*Goal of the exercise*.
Arrange the entries from the line containing "Please spot the dark" through the end of the entries, both included, as a numbered list, omitting blank lines. Leave the pictures out of the answer.

[Data drawn from a collection]
___
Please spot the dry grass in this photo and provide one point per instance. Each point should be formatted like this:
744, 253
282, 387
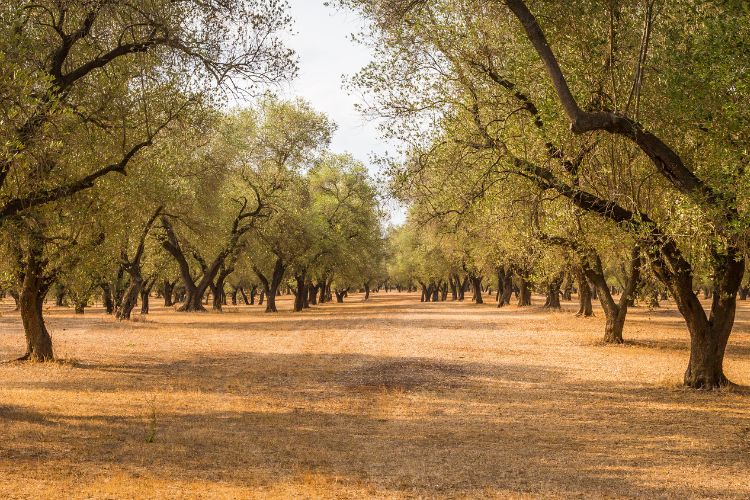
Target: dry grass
392, 398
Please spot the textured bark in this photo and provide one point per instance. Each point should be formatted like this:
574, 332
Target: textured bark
271, 287
614, 312
109, 305
524, 291
476, 285
300, 293
553, 293
168, 291
585, 308
33, 290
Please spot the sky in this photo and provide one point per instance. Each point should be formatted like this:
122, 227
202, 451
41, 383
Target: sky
322, 40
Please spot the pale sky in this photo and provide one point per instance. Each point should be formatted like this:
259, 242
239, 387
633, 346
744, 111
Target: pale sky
322, 40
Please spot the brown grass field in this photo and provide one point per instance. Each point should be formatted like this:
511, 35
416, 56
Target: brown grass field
389, 398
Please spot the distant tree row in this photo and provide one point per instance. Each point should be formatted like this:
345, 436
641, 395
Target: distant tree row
582, 141
122, 174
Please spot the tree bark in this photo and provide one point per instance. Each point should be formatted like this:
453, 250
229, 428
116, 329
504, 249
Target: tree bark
553, 293
585, 307
476, 284
271, 287
168, 291
614, 313
33, 290
300, 292
524, 292
109, 305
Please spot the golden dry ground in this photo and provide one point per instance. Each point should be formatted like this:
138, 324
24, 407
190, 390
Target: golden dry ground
389, 398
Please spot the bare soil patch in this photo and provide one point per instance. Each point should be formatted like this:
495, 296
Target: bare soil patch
389, 398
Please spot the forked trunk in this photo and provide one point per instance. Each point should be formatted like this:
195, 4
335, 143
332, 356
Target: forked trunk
524, 293
33, 291
145, 303
300, 293
553, 293
109, 305
476, 285
168, 291
129, 298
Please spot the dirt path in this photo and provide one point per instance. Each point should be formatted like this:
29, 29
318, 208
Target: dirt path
390, 398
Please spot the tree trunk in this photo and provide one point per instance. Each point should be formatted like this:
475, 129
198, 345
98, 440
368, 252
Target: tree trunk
585, 307
168, 291
271, 288
476, 284
33, 290
553, 293
145, 302
60, 295
524, 292
340, 294
129, 298
300, 293
435, 292
312, 294
109, 305
614, 313
708, 334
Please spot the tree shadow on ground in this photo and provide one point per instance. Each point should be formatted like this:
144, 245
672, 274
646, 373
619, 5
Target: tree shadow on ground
421, 425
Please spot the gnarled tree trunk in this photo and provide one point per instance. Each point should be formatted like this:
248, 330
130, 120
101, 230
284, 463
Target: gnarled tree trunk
34, 288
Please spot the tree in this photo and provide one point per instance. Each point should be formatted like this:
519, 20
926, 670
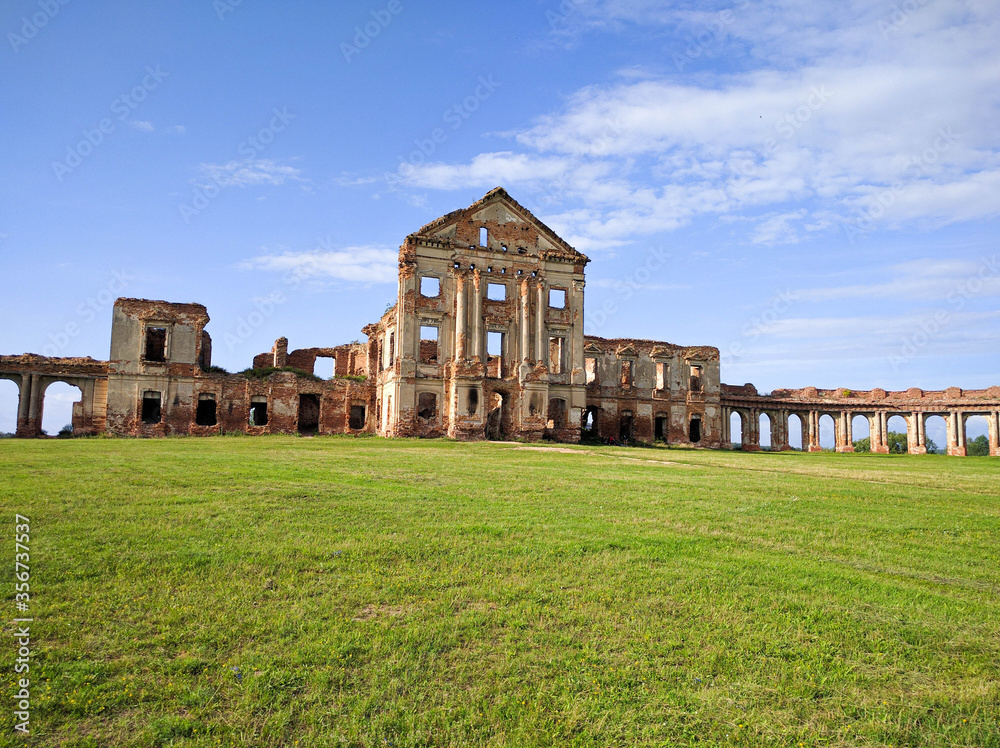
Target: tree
978, 447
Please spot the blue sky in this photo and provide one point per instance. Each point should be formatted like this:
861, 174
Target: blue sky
809, 186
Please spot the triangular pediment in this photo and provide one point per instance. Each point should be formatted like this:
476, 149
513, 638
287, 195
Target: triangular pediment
508, 224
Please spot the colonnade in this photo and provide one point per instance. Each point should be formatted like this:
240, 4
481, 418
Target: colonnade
878, 419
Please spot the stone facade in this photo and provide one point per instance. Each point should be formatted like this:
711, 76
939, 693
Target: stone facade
485, 341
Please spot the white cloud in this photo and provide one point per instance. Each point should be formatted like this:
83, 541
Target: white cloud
837, 112
363, 264
250, 172
925, 280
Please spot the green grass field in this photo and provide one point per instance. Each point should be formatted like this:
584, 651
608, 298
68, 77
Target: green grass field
279, 591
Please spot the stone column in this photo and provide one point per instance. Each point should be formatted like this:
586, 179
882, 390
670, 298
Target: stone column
35, 398
525, 322
541, 339
477, 317
459, 317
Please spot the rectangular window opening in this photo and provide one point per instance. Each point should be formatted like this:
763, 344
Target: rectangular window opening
557, 354
357, 418
308, 414
662, 375
258, 411
495, 344
150, 407
696, 383
426, 405
428, 344
156, 344
430, 286
325, 367
205, 414
626, 377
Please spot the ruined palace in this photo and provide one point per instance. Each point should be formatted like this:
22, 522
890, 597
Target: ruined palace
485, 341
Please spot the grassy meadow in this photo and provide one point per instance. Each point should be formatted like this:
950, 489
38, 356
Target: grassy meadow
283, 591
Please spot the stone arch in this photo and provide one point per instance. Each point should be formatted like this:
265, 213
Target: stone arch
765, 431
861, 429
10, 399
898, 424
796, 430
59, 404
827, 436
976, 435
737, 428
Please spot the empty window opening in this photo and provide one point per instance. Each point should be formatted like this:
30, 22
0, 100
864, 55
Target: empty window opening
258, 411
828, 432
626, 425
430, 286
661, 428
795, 430
205, 414
494, 420
9, 399
696, 383
58, 407
534, 404
936, 434
156, 344
977, 436
495, 345
557, 414
308, 414
325, 367
557, 355
764, 436
662, 375
150, 407
357, 419
426, 405
428, 344
736, 429
694, 430
626, 375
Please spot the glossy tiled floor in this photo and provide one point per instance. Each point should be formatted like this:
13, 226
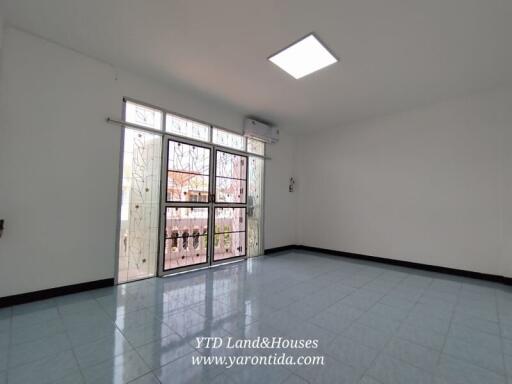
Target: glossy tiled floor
375, 324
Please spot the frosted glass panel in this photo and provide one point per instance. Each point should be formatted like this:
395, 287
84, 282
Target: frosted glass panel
138, 243
229, 239
186, 127
188, 168
255, 207
230, 181
186, 236
228, 139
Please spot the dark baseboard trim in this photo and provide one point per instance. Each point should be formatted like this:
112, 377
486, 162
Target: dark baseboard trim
280, 249
401, 263
54, 292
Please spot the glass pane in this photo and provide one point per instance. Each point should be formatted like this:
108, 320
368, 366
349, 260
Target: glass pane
186, 237
188, 128
188, 170
229, 239
138, 242
232, 166
255, 146
142, 115
228, 139
230, 181
255, 207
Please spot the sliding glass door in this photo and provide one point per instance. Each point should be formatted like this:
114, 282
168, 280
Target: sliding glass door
205, 207
191, 194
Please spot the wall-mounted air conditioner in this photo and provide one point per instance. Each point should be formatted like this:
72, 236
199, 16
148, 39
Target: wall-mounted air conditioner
261, 131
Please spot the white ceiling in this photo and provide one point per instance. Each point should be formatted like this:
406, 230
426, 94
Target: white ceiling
394, 54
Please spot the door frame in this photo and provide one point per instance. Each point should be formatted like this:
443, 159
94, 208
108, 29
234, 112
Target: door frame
211, 205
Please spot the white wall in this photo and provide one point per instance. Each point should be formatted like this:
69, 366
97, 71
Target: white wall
281, 205
59, 161
432, 185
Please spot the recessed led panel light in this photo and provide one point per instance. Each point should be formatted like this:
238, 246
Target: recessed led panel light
306, 56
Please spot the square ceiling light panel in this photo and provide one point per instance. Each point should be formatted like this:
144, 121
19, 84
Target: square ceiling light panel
304, 57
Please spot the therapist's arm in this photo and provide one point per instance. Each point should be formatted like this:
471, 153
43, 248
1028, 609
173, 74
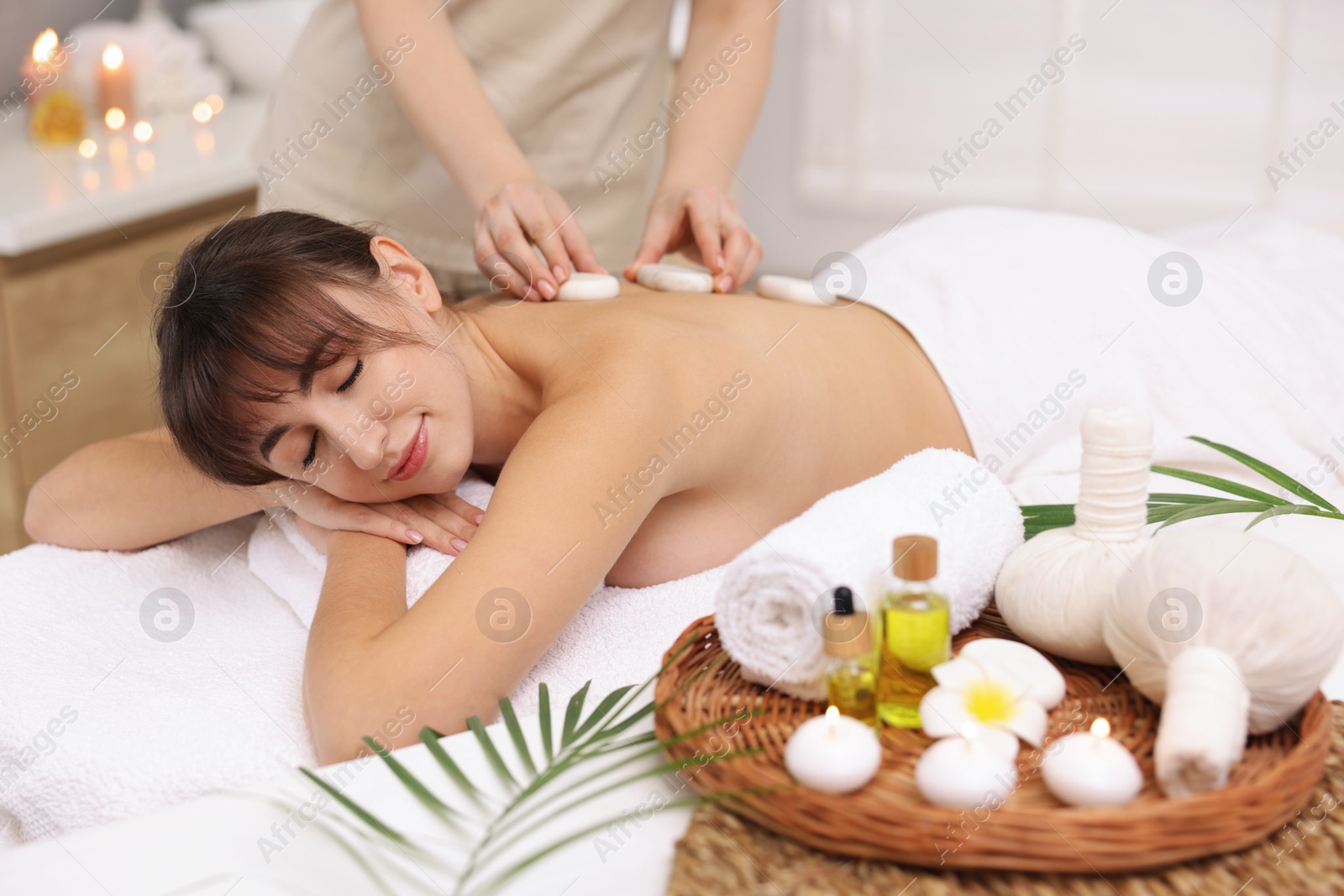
___
*Exercise response*.
1. Please spot the dark baseboard trim in this photo and provide one point per instance. Each point should be formatted like this:
2. 112, 377
3. 486, 162
4. Target: dark baseboard trim
5. 280, 249
6. 401, 263
7. 54, 292
8. Please spot the glass pane in this photo and provide one point per instance. Each point should be formatted like this:
9. 108, 320
10. 368, 366
11. 349, 260
12. Target: glass pane
13. 186, 237
14. 188, 128
15. 188, 170
16. 229, 239
17. 138, 242
18. 232, 166
19. 255, 146
20. 142, 115
21. 228, 139
22. 230, 181
23. 255, 207
24. Please spot the sliding glass door in this photo and provide one point per instance. Each point should be formatted like this:
25. 114, 282
26. 168, 280
27. Target: sliding glass door
28. 205, 207
29. 191, 194
30. Please spot the wall-mounted air conditioner in this photo and provide one point per instance. Each point should be formatted like this:
31. 72, 236
32. 199, 16
33. 148, 39
34. Target: wall-mounted air conditioner
35. 261, 131
36. Please spot the white ceiling in this photo and provide one point per instance. Each point should be formatted like this:
37. 406, 230
38. 426, 94
39. Target: white ceiling
40. 394, 54
41. Please spot the door frame in this photo and provide one point per instance. Each point should be formatted like this:
42. 443, 159
43. 94, 208
44. 108, 29
45. 234, 112
46. Target: door frame
47. 211, 205
48. Please spot the white wall in this photo and provide one point per instance. Each point should be formatted like this:
49. 69, 366
50. 97, 71
51. Target: white wall
52. 281, 205
53. 59, 161
54. 432, 185
55. Please spot the recessed led panel light in this photo and provide one point per instance. Each point should be formatted like this:
56. 238, 246
57. Target: recessed led panel light
58. 306, 56
59. Please spot the square ceiling light panel in this photo and provide one point per instance. Each point should be formatted like this:
60. 144, 121
61. 19, 84
62. Target: square ceiling light panel
63. 304, 57
64. Please spot the therapist's arm in this photo and provide one point per instance. Each point should be formatted like this:
65. 471, 153
66. 43, 248
67. 1028, 609
68. 173, 74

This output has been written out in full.